### DESCRIPTION OF THE TASK
Please format the entries below as a Markdown table with the columns Row and Line, giving each line its number under Row. Omit blank lines and the pictures.

[Dataset rows showing where objects appear]
# # # #

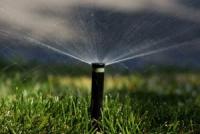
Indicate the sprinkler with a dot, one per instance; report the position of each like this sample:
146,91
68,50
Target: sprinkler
98,70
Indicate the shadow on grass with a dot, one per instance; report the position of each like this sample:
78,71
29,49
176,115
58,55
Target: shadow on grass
178,112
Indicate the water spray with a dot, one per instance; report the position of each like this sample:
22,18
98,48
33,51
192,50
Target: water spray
98,70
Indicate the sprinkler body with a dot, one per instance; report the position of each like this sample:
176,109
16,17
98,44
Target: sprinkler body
98,70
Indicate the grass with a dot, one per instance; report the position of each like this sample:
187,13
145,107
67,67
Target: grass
36,101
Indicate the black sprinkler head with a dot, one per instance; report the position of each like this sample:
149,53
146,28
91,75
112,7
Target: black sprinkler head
98,70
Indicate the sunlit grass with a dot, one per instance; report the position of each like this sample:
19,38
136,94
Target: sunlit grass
159,102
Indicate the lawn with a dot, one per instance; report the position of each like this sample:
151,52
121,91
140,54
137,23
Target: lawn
38,100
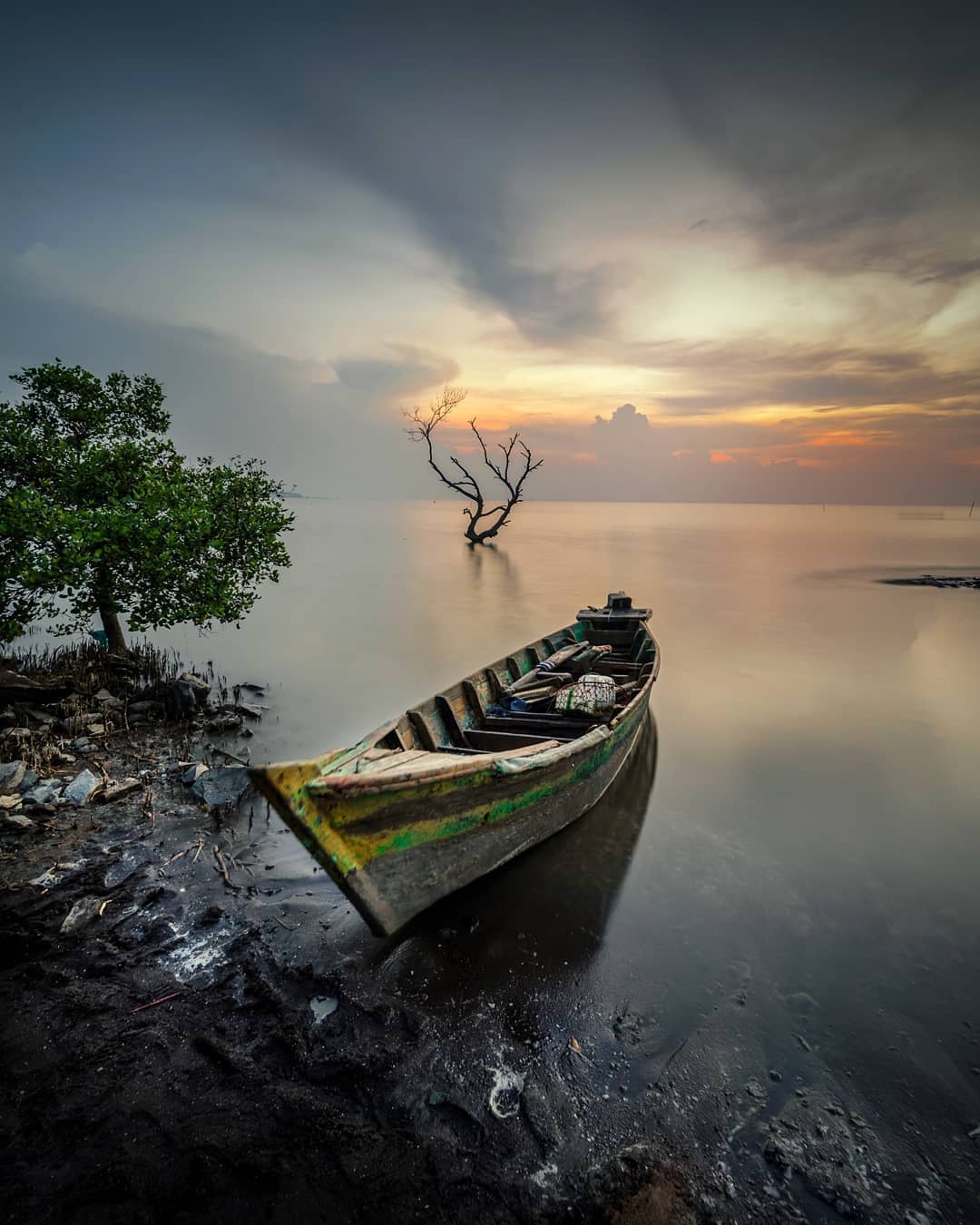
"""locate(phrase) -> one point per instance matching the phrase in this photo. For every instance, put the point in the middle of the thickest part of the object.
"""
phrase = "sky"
(691, 251)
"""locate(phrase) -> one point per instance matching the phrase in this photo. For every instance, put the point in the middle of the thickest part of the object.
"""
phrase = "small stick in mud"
(154, 1002)
(222, 867)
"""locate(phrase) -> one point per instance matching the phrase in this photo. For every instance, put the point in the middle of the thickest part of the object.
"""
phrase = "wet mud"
(214, 1039)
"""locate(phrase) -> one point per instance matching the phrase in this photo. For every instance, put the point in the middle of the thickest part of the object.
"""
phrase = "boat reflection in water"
(539, 917)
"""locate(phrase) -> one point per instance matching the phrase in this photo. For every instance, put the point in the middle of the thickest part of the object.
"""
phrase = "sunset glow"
(766, 273)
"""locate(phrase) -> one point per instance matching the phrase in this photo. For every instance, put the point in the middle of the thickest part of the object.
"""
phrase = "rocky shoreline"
(955, 581)
(189, 1035)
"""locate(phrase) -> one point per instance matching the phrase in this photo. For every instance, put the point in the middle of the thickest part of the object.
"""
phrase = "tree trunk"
(116, 640)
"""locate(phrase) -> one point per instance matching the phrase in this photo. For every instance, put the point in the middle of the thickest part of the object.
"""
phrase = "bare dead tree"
(484, 521)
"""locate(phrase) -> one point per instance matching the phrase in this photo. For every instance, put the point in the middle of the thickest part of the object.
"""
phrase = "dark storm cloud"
(853, 126)
(829, 380)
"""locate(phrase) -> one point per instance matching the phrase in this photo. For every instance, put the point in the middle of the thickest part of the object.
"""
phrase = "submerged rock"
(11, 774)
(222, 787)
(43, 791)
(83, 913)
(81, 789)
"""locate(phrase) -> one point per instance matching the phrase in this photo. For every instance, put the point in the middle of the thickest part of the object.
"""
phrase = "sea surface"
(798, 838)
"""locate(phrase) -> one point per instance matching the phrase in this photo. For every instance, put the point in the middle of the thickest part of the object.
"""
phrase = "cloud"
(623, 420)
(331, 430)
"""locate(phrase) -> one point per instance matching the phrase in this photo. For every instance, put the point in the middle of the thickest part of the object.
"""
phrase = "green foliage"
(98, 511)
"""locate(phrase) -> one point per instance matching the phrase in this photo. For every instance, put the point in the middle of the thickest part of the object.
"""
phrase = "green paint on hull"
(350, 851)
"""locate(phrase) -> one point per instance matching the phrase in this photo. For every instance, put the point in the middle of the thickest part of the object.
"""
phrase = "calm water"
(808, 842)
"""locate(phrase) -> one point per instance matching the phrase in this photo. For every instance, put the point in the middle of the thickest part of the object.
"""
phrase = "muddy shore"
(211, 1040)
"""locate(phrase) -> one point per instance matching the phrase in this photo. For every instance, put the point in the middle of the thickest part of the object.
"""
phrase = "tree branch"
(422, 427)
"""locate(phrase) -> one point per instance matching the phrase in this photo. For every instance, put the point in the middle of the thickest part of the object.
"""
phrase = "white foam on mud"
(543, 1176)
(505, 1093)
(195, 955)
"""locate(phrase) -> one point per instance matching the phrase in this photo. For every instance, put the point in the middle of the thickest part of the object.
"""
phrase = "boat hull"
(402, 819)
(446, 832)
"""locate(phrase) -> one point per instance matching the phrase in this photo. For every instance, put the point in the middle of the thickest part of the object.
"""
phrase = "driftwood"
(15, 688)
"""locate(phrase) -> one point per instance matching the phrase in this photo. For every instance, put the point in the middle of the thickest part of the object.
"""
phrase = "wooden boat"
(457, 786)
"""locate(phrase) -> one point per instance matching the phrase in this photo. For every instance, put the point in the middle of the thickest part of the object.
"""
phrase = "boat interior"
(469, 718)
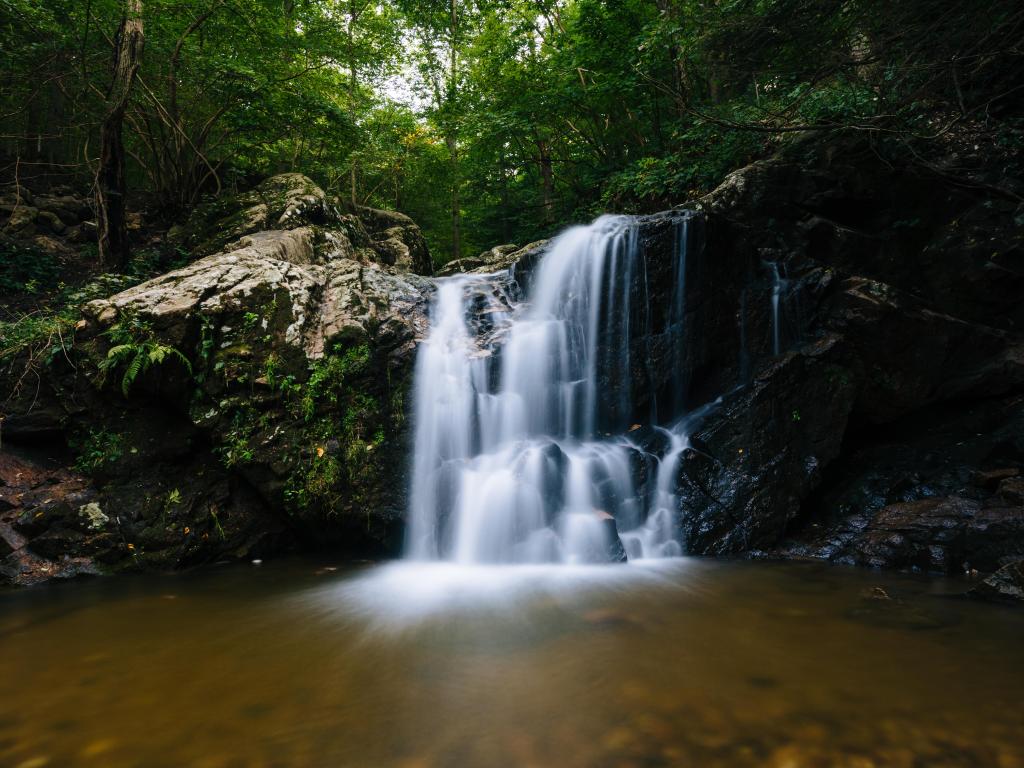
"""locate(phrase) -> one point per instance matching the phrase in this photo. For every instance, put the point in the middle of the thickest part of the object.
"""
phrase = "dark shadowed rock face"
(1007, 585)
(867, 455)
(850, 337)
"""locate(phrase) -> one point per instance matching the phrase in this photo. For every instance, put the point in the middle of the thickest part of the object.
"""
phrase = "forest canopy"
(493, 121)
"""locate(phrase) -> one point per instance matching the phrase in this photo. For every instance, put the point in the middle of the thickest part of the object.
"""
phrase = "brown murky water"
(695, 664)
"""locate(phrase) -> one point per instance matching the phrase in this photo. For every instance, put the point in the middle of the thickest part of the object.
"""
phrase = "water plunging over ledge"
(524, 410)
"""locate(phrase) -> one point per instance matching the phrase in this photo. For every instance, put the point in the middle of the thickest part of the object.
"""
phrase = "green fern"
(137, 351)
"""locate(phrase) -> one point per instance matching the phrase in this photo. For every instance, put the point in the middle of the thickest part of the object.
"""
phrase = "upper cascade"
(524, 411)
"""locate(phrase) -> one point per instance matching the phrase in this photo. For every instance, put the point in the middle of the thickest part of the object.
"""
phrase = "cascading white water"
(516, 408)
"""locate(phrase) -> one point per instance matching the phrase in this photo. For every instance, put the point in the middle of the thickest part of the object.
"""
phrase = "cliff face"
(880, 418)
(252, 399)
(854, 332)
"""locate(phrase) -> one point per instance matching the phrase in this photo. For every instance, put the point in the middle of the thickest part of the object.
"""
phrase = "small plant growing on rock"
(135, 350)
(99, 448)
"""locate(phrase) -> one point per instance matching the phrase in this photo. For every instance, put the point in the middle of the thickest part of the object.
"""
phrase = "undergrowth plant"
(135, 350)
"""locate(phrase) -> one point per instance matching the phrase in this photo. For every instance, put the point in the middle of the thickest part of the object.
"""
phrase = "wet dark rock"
(497, 259)
(763, 451)
(616, 552)
(1007, 585)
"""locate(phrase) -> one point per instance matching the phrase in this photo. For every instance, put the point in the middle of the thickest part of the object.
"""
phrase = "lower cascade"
(525, 448)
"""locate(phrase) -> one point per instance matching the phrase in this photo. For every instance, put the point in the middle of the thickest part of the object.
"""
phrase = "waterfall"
(778, 286)
(523, 408)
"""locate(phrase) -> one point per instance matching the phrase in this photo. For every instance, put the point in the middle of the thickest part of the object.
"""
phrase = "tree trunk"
(353, 15)
(547, 180)
(110, 186)
(453, 141)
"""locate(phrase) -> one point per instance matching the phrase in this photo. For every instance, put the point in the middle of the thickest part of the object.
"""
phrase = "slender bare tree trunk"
(547, 180)
(353, 15)
(453, 141)
(110, 186)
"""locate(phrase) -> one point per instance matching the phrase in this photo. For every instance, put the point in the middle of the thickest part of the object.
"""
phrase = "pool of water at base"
(686, 663)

# # # #

### THE COMPLETED TASK
| Row | Line |
|---|---|
| 1 | Indicate the sprinkler with a dot, one per instance; report the position of each like this sample: |
| 2 | 146,91 |
| 3 | 68,50 |
| 4 | Target: sprinkler |
| 5 | 98,70 |
| 6 | Indicate the shadow on grass with a dot, one per instance; report the position of each like this sample: |
| 7 | 78,71 |
| 8 | 29,49 |
| 9 | 176,115 |
| 10 | 58,55 |
| 11 | Target: shadow on grass |
| 12 | 178,112 |
| 13 | Indicate the water spray with a dot, one per instance; report the position of each like this sample: |
| 14 | 22,18 |
| 15 | 98,48 |
| 16 | 33,51 |
| 17 | 192,50 |
| 18 | Target: water spray |
| 19 | 98,70 |
| 20 | Indicate the sprinkler body with a dot, one per instance; report the position of each like this sample: |
| 21 | 176,109 |
| 22 | 16,17 |
| 23 | 98,44 |
| 24 | Target: sprinkler body |
| 25 | 98,70 |
| 26 | Indicate the grass with a dot, one per instance; report the position of each like this sample: |
| 27 | 187,13 |
| 28 | 145,107 |
| 29 | 67,67 |
| 30 | Target: grass |
| 31 | 36,101 |
| 32 | Indicate the black sprinkler head with a dot, one per instance; report the position of each like this sample: |
| 33 | 149,53 |
| 34 | 146,28 |
| 35 | 91,75 |
| 36 | 112,7 |
| 37 | Target: black sprinkler head |
| 38 | 98,70 |
| 39 | Indicate the sunlit grass with a dot, one per instance; report the position of each like this sample: |
| 40 | 19,38 |
| 41 | 136,94 |
| 42 | Target: sunlit grass |
| 43 | 159,102 |
| 44 | Indicate the lawn with a dot, one per instance; report the position of each like this sample: |
| 45 | 151,52 |
| 46 | 121,91 |
| 47 | 140,54 |
| 48 | 137,23 |
| 49 | Target: lawn |
| 50 | 38,100 |
| 51 | """locate(phrase) -> one point per instance matching the phrase in this photo. For every instance, put the point in the middle of the thickest part of the object. |
| 52 | """ |
| 53 | phrase = "sky" |
| 54 | (691, 251) |
| 55 | """locate(phrase) -> one point per instance matching the phrase in this photo. For every instance, put the point in the middle of the thickest part of the object. |
| 56 | """ |
| 57 | phrase = "small stick in mud" |
| 58 | (154, 1002) |
| 59 | (222, 867) |
| 60 | """locate(phrase) -> one point per instance matching the phrase in this photo. For every instance, put the point in the middle of the thickest part of the object. |
| 61 | """ |
| 62 | phrase = "wet mud" |
| 63 | (214, 1039) |
| 64 | """locate(phrase) -> one point per instance matching the phrase in this photo. For every instance, put the point in the middle of the thickest part of the object. |
| 65 | """ |
| 66 | phrase = "boat reflection in water" |
| 67 | (539, 917) |
| 68 | """locate(phrase) -> one point per instance matching the phrase in this photo. For every instance, put the point in the middle of the thickest part of the object. |
| 69 | """ |
| 70 | phrase = "sunset glow" |
| 71 | (766, 273) |
| 72 | """locate(phrase) -> one point per instance matching the phrase in this photo. For every instance, put the point in the middle of the thickest part of the object. |
| 73 | """ |
| 74 | phrase = "rocky shoreline" |
| 75 | (955, 581) |
| 76 | (189, 1035) |
| 77 | """locate(phrase) -> one point per instance matching the phrase in this photo. For every instance, put the point in the middle of the thickest part of the object. |
| 78 | """ |
| 79 | phrase = "tree trunk" |
| 80 | (116, 640) |
| 81 | """locate(phrase) -> one point per instance matching the phrase in this photo. For every instance, put the point in the middle of the thickest part of the object. |
| 82 | """ |
| 83 | phrase = "bare dead tree" |
| 84 | (484, 521) |
| 85 | """locate(phrase) -> one point per instance matching the phrase in this photo. For every instance, put the point in the middle of the thickest part of the object. |
| 86 | """ |
| 87 | phrase = "dark storm cloud" |
| 88 | (853, 126) |
| 89 | (829, 380) |
| 90 | """locate(phrase) -> one point per instance matching the phrase in this photo. For every instance, put the point in the middle of the thickest part of the object. |
| 91 | """ |
| 92 | phrase = "submerged rock" |
| 93 | (11, 774) |
| 94 | (222, 787) |
| 95 | (43, 791) |
| 96 | (83, 913) |
| 97 | (81, 789) |
| 98 | """locate(phrase) -> one point per instance matching the phrase in this photo. For every instance, put the point in the middle of the thickest part of the object. |
| 99 | """ |
| 100 | phrase = "sea surface" |
| 101 | (798, 838) |
| 102 | """locate(phrase) -> one point per instance matching the phrase in this photo. For every instance, put the point in the middle of the thickest part of the object. |
| 103 | """ |
| 104 | phrase = "cloud" |
| 105 | (623, 420) |
| 106 | (331, 430) |
| 107 | """locate(phrase) -> one point per instance matching the phrase in this photo. For every instance, put the point in the middle of the thickest part of the object. |
| 108 | """ |
| 109 | phrase = "green foliage" |
| 110 | (98, 511) |
| 111 | """locate(phrase) -> one point per instance matching the phrase in this photo. For every instance, put the point in the middle of the thickest part of the object. |
| 112 | """ |
| 113 | phrase = "green paint on hull" |
| 114 | (350, 851) |
| 115 | """locate(phrase) -> one point per instance matching the phrase in this photo. For every instance, put the point in the middle of the thickest part of the object. |
| 116 | """ |
| 117 | phrase = "calm water" |
| 118 | (808, 842) |
| 119 | """locate(phrase) -> one point per instance matching the phrase in this photo. For every instance, put the point in the middle of the thickest part of the object. |
| 120 | """ |
| 121 | phrase = "muddy shore" |
| 122 | (211, 1040) |
| 123 | """locate(phrase) -> one point per instance matching the phrase in this photo. For every instance, put the point in the middle of the thickest part of the object. |
| 124 | """ |
| 125 | phrase = "tree branch" |
| 126 | (422, 427) |
| 127 | """locate(phrase) -> one point per instance matching the phrase in this photo. For every instance, put the point in the middle of the thickest part of the object. |
| 128 | """ |
| 129 | phrase = "white foam on mud" |
| 130 | (543, 1176) |
| 131 | (505, 1093) |
| 132 | (195, 955) |
| 133 | """locate(phrase) -> one point per instance matching the phrase in this photo. For every instance, put the point in the middle of the thickest part of the object. |
| 134 | """ |
| 135 | phrase = "boat hull" |
| 136 | (402, 819) |
| 137 | (446, 832) |
| 138 | """locate(phrase) -> one point per instance matching the phrase in this photo. For every instance, put the point in the middle of the thickest part of the object. |
| 139 | """ |
| 140 | phrase = "driftwood" |
| 141 | (15, 688) |
| 142 | """locate(phrase) -> one point per instance matching the phrase in this photo. For every instance, put the point in the middle of the thickest part of the object. |
| 143 | """ |
| 144 | phrase = "wooden boat" |
| 145 | (457, 786) |
| 146 | """locate(phrase) -> one point per instance matching the phrase in this photo. For every instance, put the point in the middle of the thickest part of the object. |
| 147 | """ |
| 148 | phrase = "boat interior" |
| 149 | (469, 718) |
| 150 | """locate(phrase) -> one point per instance matching the phrase in this photo. For every instance, put the point in the middle of the thickest part of the object. |
| 151 | """ |
| 152 | phrase = "dark shadowed rock face" |
| 153 | (1007, 585) |
| 154 | (867, 455) |
| 155 | (850, 337) |
| 156 | """locate(phrase) -> one point per instance matching the phrase in this photo. For every instance, put the point in the middle of the thickest part of the object. |
| 157 | """ |
| 158 | phrase = "forest canopy" |
| 159 | (493, 121) |
| 160 | """locate(phrase) -> one point per instance matching the phrase in this photo. For every instance, put the point in the middle of the thickest part of the object. |
| 161 | """ |
| 162 | phrase = "brown murky water" |
| 163 | (695, 664) |
| 164 | """locate(phrase) -> one point per instance matching the phrase in this photo. For every instance, put the point in the middle of the thickest part of the object. |
| 165 | """ |
| 166 | phrase = "water plunging over ledge" |
| 167 | (524, 410) |
| 168 | """locate(phrase) -> one point per instance matching the phrase in this photo. For every instance, put the point in the middle of the thickest part of the object. |
| 169 | """ |
| 170 | phrase = "green fern" |
| 171 | (137, 351) |
| 172 | """locate(phrase) -> one point per instance matching the phrase in this photo. For every instance, put the point in the middle of the thickest part of the object. |
| 173 | """ |
| 174 | phrase = "upper cascade" |
| 175 | (524, 411) |
| 176 | """locate(phrase) -> one point per instance matching the phrase in this photo. For every instance, put the point in the middle of the thickest part of the object. |
| 177 | """ |
| 178 | phrase = "cascading white water" |
| 179 | (516, 408) |
| 180 | """locate(phrase) -> one point per instance matching the phrase in this photo. For every instance, put the point in the middle of the thickest part of the object. |
| 181 | """ |
| 182 | phrase = "cliff face" |
| 183 | (880, 418) |
| 184 | (252, 399) |
| 185 | (854, 332) |
| 186 | """locate(phrase) -> one point per instance matching the phrase in this photo. For every instance, put the point in the middle of the thickest part of the object. |
| 187 | """ |
| 188 | phrase = "small plant growing on rock" |
| 189 | (135, 350) |
| 190 | (99, 448) |
| 191 | """locate(phrase) -> one point per instance matching the phrase in this photo. For every instance, put the point in the middle of the thickest part of the object. |
| 192 | """ |
| 193 | phrase = "undergrowth plant" |
| 194 | (135, 350) |
| 195 | """locate(phrase) -> one point per instance matching the phrase in this photo. For every instance, put the point in the middle of the thickest part of the object. |
| 196 | """ |
| 197 | phrase = "wet dark rock" |
| 198 | (497, 259) |
| 199 | (763, 451) |
| 200 | (616, 552) |
| 201 | (1007, 585) |
| 202 | """locate(phrase) -> one point per instance matching the phrase in this photo. For every instance, put the point in the middle of the thickest part of the object. |
| 203 | """ |
| 204 | phrase = "lower cascade" |
| 205 | (525, 448) |
| 206 | """locate(phrase) -> one point per instance matching the phrase in this photo. For every instance, put the point in the middle of the thickest part of the object. |
| 207 | """ |
| 208 | phrase = "waterfall" |
| 209 | (778, 286) |
| 210 | (523, 408) |
| 211 | """locate(phrase) -> one point per instance matching the phrase in this photo. For every instance, put the point in the middle of the thickest part of the object. |
| 212 | """ |
| 213 | phrase = "tree trunk" |
| 214 | (353, 15) |
| 215 | (547, 180) |
| 216 | (110, 186) |
| 217 | (453, 141) |
| 218 | """locate(phrase) -> one point per instance matching the phrase in this photo. For every instance, put the point in the middle of the thickest part of the object. |
| 219 | """ |
| 220 | phrase = "slender bare tree trunk" |
| 221 | (547, 180) |
| 222 | (353, 15) |
| 223 | (453, 141) |
| 224 | (110, 186) |
| 225 | """locate(phrase) -> one point per instance matching the phrase in this photo. For every instance, put the point in the middle of the thickest part of the object. |
| 226 | """ |
| 227 | phrase = "pool of water at base" |
| 228 | (686, 663) |